| PROBLEM DESCRIPTION |
Give every line from the start of the rows below up to and including the line containing "top-left (61, 653), bottom-right (576, 888)" as a numbered list, leaving out blank lines.
-- start EXERCISE DATA --
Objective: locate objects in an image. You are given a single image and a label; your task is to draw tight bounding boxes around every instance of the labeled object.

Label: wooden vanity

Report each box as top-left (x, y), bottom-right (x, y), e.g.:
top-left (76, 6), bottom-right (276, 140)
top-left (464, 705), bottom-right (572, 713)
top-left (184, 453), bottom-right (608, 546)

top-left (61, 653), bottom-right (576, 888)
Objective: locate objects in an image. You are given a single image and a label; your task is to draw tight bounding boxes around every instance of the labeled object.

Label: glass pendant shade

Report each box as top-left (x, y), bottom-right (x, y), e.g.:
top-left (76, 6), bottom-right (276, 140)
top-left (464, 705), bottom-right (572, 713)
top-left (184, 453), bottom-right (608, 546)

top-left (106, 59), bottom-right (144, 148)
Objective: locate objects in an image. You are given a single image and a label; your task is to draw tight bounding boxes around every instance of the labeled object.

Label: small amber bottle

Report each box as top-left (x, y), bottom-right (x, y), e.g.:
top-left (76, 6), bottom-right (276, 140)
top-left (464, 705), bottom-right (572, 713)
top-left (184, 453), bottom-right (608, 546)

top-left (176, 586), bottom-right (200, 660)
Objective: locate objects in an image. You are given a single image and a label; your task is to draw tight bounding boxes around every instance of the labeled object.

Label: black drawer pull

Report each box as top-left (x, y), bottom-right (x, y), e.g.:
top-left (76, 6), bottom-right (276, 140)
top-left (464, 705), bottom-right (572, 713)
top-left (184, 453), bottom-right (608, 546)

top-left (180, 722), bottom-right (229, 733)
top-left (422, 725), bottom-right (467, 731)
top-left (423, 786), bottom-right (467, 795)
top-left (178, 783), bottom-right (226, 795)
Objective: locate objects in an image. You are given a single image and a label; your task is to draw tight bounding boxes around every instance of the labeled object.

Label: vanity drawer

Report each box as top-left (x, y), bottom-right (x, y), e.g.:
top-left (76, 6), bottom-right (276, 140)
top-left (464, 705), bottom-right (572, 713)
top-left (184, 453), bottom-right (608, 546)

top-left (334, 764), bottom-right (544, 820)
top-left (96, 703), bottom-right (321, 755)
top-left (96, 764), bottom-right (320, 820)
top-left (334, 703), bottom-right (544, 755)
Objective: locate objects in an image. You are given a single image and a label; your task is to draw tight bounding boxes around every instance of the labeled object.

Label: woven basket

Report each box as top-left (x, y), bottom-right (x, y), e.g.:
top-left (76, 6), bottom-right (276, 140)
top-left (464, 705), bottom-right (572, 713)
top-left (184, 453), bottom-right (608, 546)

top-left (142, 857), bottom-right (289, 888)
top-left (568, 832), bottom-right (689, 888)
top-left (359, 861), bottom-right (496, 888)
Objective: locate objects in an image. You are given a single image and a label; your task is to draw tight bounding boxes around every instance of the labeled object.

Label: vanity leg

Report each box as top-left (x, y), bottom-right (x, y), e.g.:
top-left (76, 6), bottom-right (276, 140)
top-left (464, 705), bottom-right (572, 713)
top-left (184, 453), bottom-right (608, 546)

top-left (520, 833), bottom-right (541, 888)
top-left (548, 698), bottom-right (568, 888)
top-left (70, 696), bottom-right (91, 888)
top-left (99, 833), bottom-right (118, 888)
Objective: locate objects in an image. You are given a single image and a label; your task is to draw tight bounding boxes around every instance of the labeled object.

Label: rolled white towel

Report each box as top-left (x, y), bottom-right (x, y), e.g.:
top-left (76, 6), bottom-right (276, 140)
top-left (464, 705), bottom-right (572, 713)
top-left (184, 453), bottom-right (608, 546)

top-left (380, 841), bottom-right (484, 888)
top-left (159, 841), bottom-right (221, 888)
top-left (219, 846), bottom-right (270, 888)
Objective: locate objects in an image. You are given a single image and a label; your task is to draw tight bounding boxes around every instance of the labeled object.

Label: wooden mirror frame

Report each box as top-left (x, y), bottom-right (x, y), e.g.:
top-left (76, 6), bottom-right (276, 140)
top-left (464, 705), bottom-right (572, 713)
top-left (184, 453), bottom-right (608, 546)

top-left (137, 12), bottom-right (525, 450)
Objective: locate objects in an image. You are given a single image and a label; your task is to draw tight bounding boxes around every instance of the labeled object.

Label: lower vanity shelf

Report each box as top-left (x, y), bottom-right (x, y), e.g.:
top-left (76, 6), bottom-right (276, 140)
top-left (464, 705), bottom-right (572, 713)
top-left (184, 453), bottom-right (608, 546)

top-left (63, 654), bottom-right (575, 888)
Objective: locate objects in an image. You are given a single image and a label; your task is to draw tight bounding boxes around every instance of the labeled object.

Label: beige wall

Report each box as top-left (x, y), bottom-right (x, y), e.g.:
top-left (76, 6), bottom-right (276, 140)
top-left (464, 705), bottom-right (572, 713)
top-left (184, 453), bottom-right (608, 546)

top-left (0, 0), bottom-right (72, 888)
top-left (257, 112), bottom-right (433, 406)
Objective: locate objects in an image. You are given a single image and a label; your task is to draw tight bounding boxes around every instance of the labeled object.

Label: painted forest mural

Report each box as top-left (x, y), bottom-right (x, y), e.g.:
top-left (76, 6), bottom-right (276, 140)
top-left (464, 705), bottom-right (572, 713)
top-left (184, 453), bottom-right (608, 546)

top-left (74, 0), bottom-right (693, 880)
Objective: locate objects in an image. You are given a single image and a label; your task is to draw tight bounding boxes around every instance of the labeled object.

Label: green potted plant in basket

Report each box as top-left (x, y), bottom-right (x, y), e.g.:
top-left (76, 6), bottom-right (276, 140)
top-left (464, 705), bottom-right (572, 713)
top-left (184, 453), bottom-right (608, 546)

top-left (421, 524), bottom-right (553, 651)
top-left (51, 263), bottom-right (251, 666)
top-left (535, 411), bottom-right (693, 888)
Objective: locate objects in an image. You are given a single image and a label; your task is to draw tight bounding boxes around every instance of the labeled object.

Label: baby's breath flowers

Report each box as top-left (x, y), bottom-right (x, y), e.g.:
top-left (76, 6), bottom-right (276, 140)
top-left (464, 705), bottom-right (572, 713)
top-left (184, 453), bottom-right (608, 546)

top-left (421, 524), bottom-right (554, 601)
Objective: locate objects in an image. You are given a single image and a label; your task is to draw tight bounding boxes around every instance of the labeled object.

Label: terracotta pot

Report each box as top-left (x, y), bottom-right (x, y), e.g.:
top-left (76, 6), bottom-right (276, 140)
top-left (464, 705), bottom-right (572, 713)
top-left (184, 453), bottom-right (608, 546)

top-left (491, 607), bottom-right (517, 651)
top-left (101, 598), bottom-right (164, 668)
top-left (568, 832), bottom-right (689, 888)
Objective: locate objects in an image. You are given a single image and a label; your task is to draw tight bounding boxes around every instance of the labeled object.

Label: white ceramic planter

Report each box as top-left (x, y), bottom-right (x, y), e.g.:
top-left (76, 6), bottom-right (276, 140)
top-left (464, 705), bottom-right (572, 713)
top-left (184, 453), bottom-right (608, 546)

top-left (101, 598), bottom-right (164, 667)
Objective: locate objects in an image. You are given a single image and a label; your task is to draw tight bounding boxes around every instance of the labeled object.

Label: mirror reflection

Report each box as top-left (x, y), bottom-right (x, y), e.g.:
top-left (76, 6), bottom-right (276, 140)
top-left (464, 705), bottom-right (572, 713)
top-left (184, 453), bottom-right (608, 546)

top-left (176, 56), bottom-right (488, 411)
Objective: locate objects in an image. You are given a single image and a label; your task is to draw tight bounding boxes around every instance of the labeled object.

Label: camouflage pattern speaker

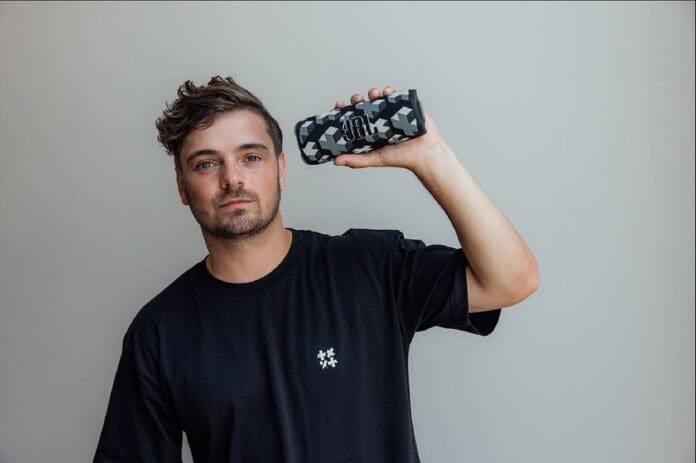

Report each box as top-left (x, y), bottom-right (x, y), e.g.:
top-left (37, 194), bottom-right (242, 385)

top-left (295, 89), bottom-right (426, 164)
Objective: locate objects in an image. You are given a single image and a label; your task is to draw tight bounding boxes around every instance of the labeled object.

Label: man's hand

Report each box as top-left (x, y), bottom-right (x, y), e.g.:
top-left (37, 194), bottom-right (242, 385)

top-left (334, 86), bottom-right (445, 172)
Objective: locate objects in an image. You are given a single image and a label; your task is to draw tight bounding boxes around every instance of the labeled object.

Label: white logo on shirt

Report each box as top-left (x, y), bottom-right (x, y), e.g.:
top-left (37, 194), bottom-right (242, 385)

top-left (317, 347), bottom-right (338, 370)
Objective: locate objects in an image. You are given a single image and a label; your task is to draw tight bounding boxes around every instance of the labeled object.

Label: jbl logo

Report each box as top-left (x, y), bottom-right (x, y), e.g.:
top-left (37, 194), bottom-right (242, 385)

top-left (342, 115), bottom-right (374, 141)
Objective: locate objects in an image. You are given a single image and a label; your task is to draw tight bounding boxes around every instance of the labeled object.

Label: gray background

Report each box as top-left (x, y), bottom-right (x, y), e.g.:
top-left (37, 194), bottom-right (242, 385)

top-left (0, 2), bottom-right (694, 463)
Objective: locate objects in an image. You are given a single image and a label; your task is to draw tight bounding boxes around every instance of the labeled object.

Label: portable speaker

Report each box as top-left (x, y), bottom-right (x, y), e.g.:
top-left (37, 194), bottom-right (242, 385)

top-left (295, 89), bottom-right (426, 164)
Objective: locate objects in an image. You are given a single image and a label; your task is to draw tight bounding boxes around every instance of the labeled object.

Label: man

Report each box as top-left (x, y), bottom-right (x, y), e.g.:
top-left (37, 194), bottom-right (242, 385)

top-left (94, 76), bottom-right (538, 463)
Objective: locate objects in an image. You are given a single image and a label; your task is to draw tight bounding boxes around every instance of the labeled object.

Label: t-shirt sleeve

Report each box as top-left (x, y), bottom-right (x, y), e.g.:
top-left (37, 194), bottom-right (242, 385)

top-left (93, 313), bottom-right (182, 463)
top-left (389, 230), bottom-right (502, 343)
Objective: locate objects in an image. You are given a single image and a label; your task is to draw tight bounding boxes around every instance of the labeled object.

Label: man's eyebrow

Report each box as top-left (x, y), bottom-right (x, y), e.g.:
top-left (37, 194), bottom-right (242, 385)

top-left (186, 143), bottom-right (271, 167)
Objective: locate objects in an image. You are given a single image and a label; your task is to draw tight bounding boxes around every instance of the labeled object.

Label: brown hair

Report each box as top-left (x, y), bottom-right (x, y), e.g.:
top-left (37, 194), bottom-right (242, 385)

top-left (155, 76), bottom-right (283, 170)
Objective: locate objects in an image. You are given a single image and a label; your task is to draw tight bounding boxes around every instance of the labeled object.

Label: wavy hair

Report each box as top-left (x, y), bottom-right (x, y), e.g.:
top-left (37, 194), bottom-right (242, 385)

top-left (155, 76), bottom-right (283, 171)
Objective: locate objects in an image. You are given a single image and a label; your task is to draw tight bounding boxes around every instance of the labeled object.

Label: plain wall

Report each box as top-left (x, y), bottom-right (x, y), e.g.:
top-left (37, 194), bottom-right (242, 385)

top-left (0, 2), bottom-right (694, 463)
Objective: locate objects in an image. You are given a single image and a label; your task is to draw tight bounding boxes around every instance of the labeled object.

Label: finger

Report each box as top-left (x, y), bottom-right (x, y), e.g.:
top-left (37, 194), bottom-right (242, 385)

top-left (367, 87), bottom-right (382, 100)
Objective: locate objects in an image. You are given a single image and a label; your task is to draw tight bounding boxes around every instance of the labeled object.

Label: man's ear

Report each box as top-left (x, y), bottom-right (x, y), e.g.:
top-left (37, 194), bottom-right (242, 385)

top-left (278, 151), bottom-right (287, 191)
top-left (174, 167), bottom-right (190, 206)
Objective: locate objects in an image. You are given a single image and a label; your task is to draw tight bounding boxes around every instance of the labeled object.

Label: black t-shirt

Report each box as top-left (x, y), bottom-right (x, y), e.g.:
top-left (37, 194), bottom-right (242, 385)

top-left (94, 227), bottom-right (501, 463)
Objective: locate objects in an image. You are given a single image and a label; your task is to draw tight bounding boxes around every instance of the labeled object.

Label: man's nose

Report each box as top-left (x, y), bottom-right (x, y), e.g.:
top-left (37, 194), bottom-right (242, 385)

top-left (219, 161), bottom-right (249, 189)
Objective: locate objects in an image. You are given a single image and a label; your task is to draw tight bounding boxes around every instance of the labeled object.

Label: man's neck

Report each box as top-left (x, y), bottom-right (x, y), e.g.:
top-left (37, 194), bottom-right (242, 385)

top-left (205, 222), bottom-right (292, 283)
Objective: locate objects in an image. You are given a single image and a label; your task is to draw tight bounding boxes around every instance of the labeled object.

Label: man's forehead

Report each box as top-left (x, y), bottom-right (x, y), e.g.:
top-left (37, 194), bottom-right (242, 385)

top-left (181, 109), bottom-right (272, 156)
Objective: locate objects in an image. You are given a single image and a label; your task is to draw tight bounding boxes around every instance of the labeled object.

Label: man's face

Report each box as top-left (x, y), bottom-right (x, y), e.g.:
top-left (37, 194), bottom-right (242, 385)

top-left (176, 109), bottom-right (285, 239)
-- end EXERCISE DATA --
| FINAL RESULT |
1. Objective: locate objects in an image. You are given a single image and a label; your task is to draw tight bounding boxes around every instance of the labeled object.
2. Label: wooden vanity
3. Report each box as top-left (x, y), bottom-right (x, y), e.g.:
4. top-left (76, 6), bottom-right (276, 140)
5. top-left (464, 705), bottom-right (572, 713)
6. top-left (184, 453), bottom-right (608, 546)
7. top-left (61, 653), bottom-right (576, 888)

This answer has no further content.